Problem: Print the line that has "Identify each instance of the building" in it, then every remaining line of the data, exactly and without anything extra.

BEGIN Material for the task

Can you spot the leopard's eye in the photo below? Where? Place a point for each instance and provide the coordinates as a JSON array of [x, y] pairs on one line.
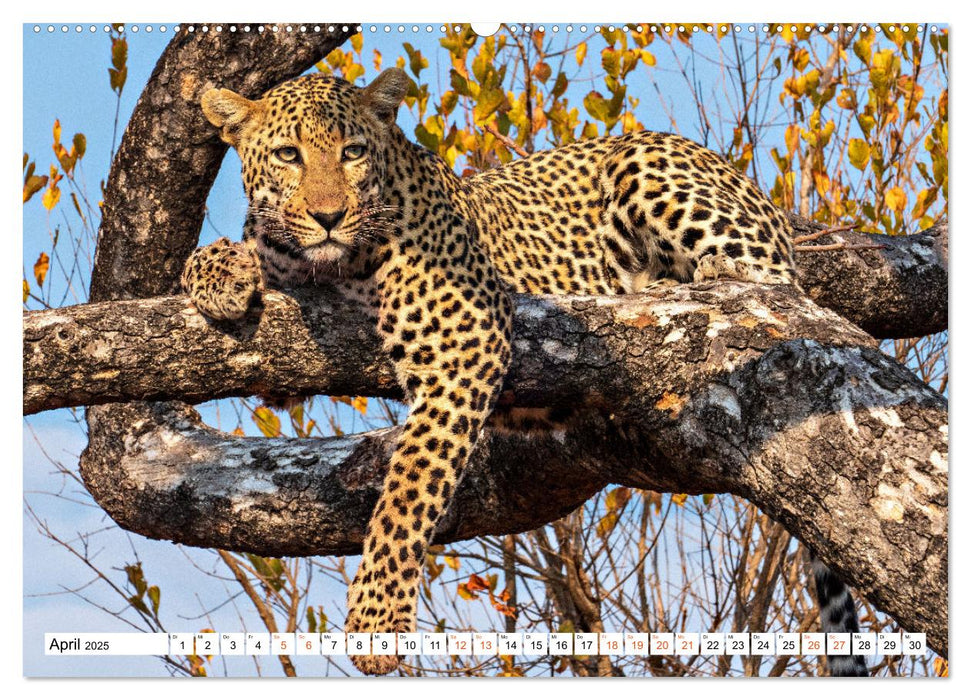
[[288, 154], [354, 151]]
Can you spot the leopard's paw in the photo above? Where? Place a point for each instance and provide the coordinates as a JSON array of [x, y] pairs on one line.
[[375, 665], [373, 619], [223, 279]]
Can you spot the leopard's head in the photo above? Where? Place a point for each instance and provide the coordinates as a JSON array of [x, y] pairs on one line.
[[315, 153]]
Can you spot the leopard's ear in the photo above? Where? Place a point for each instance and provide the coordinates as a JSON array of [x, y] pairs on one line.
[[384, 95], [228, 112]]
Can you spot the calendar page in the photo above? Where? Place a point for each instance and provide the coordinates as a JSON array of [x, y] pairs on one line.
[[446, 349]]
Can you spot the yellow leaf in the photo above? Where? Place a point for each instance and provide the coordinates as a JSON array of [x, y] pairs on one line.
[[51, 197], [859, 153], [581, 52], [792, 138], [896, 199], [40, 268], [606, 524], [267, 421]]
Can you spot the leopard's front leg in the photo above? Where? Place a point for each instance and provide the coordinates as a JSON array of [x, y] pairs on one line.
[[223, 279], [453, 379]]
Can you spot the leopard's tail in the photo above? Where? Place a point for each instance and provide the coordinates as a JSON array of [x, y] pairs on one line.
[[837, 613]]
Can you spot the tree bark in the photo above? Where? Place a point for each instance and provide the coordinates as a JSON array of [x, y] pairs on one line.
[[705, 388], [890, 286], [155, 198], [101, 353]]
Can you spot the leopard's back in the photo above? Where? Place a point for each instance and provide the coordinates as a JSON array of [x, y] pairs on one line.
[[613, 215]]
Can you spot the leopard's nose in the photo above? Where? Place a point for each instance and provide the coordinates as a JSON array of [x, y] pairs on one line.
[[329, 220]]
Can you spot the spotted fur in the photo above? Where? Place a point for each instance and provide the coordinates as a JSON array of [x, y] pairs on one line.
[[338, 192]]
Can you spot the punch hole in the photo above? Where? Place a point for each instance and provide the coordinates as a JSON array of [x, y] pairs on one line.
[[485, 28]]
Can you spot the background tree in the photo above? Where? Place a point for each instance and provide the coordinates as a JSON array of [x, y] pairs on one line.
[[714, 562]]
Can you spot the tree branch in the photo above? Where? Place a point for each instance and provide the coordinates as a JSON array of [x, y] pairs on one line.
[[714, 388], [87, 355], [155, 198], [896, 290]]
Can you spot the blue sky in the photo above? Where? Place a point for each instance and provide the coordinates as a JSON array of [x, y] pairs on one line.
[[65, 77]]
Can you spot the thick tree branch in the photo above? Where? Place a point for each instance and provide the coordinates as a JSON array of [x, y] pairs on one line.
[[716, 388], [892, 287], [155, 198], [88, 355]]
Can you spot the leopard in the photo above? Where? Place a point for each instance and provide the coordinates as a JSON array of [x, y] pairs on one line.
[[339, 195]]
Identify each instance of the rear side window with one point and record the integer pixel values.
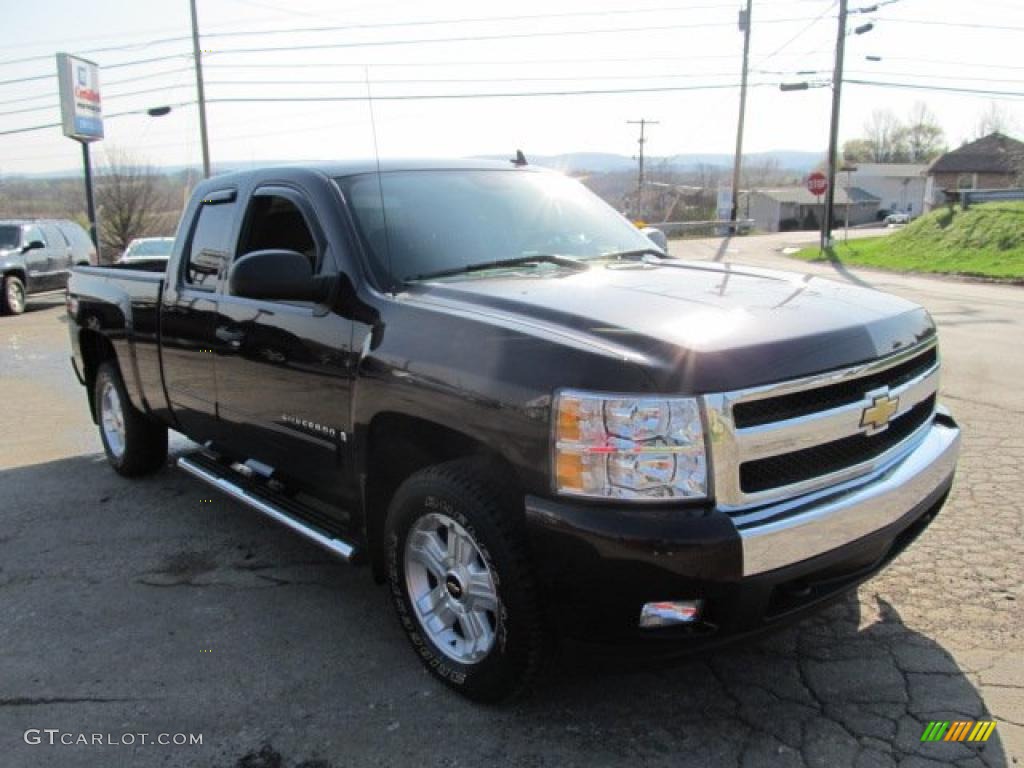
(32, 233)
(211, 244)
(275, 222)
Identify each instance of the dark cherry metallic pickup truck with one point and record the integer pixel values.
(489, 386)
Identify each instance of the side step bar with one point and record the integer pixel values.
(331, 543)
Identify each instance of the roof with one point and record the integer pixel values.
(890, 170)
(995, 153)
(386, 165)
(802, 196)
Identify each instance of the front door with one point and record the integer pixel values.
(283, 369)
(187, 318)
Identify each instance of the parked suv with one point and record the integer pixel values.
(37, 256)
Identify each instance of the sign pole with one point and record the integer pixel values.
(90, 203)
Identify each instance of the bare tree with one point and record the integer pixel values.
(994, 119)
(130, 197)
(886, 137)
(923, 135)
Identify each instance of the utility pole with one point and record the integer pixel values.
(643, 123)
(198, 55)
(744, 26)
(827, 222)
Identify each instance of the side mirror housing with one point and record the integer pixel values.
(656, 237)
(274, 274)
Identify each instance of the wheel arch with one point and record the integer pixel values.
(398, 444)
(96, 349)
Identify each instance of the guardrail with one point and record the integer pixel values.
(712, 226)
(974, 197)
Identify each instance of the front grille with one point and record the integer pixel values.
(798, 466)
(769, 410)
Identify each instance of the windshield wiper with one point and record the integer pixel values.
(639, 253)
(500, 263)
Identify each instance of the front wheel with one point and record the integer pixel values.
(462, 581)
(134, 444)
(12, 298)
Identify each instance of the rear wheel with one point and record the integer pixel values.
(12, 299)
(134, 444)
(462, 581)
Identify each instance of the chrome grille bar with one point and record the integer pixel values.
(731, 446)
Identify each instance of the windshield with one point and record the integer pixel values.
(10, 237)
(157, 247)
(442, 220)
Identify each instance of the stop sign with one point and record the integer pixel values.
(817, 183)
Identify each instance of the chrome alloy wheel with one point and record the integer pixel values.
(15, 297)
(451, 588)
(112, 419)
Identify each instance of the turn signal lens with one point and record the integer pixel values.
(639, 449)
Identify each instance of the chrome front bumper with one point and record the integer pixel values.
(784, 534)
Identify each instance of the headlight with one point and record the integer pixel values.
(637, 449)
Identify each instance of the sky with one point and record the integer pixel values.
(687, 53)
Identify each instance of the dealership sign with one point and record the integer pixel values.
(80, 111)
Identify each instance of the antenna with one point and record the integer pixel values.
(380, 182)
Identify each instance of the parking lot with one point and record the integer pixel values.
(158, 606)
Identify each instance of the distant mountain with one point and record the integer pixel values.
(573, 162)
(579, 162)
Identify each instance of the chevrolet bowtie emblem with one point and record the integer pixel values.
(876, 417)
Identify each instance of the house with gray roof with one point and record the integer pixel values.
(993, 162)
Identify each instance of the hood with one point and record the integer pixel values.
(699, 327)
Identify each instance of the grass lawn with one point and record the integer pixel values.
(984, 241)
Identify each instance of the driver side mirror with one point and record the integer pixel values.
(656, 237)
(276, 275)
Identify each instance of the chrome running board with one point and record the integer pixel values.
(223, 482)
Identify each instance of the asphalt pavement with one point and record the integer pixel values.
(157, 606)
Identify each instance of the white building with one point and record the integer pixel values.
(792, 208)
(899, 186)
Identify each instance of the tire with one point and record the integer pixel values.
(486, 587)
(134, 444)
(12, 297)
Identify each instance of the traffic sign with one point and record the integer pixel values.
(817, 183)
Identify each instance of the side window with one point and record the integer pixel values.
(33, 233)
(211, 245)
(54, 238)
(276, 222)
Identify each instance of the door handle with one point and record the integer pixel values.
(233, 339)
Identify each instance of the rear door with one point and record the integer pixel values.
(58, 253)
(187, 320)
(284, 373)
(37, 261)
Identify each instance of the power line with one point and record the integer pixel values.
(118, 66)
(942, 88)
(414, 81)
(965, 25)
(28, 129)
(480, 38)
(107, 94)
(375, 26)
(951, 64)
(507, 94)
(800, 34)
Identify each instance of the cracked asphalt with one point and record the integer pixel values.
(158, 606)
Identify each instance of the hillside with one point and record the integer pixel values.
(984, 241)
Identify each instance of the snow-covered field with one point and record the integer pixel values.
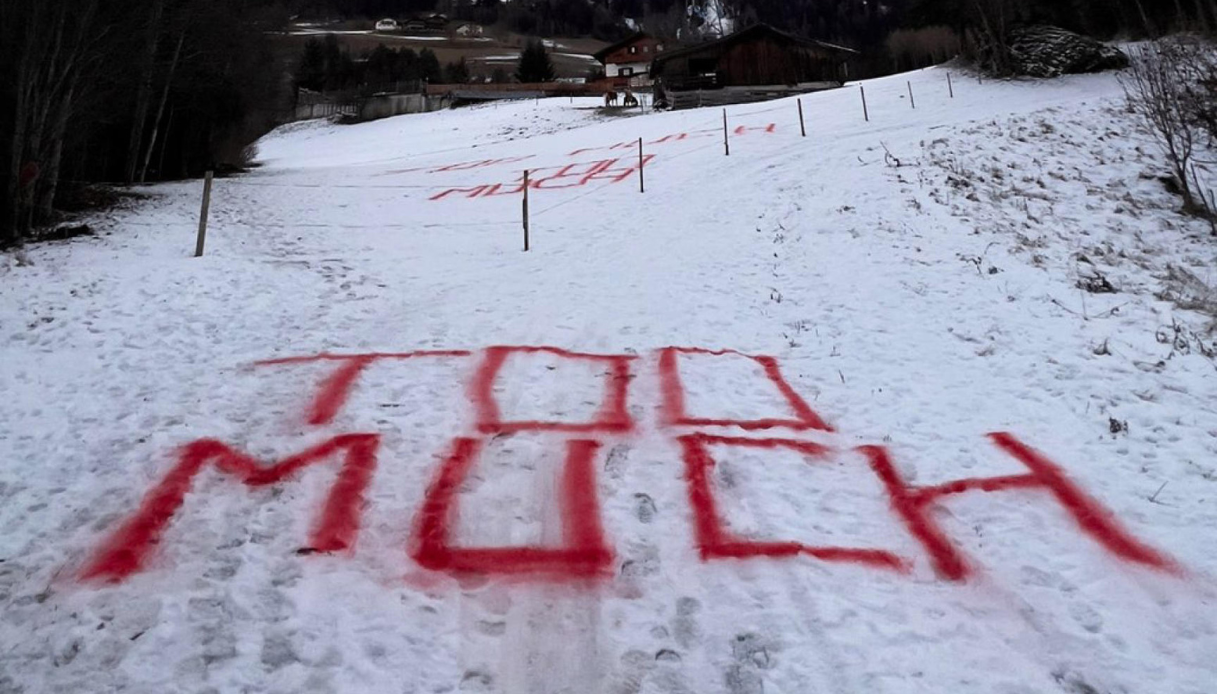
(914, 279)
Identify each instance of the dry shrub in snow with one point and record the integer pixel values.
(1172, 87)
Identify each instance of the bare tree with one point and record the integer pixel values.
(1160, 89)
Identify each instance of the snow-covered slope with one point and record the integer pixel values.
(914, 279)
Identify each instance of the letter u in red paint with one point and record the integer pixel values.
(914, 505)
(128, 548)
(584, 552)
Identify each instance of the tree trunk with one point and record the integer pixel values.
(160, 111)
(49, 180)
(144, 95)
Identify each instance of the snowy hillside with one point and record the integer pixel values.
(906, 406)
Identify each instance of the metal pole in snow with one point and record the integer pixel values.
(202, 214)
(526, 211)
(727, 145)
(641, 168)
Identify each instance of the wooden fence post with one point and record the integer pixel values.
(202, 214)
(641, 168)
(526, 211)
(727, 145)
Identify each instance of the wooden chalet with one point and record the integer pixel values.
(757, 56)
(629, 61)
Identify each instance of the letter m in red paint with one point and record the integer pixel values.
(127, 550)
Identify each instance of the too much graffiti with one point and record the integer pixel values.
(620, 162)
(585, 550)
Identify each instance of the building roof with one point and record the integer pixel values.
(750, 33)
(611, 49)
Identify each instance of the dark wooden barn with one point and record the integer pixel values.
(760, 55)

END Material for the task

Solution:
Identify each instance of the building roof with one point and record the integer pixel values.
(750, 33)
(611, 49)
Identify each instance of the dark wooden barn with one point and record the integer pixel values.
(760, 55)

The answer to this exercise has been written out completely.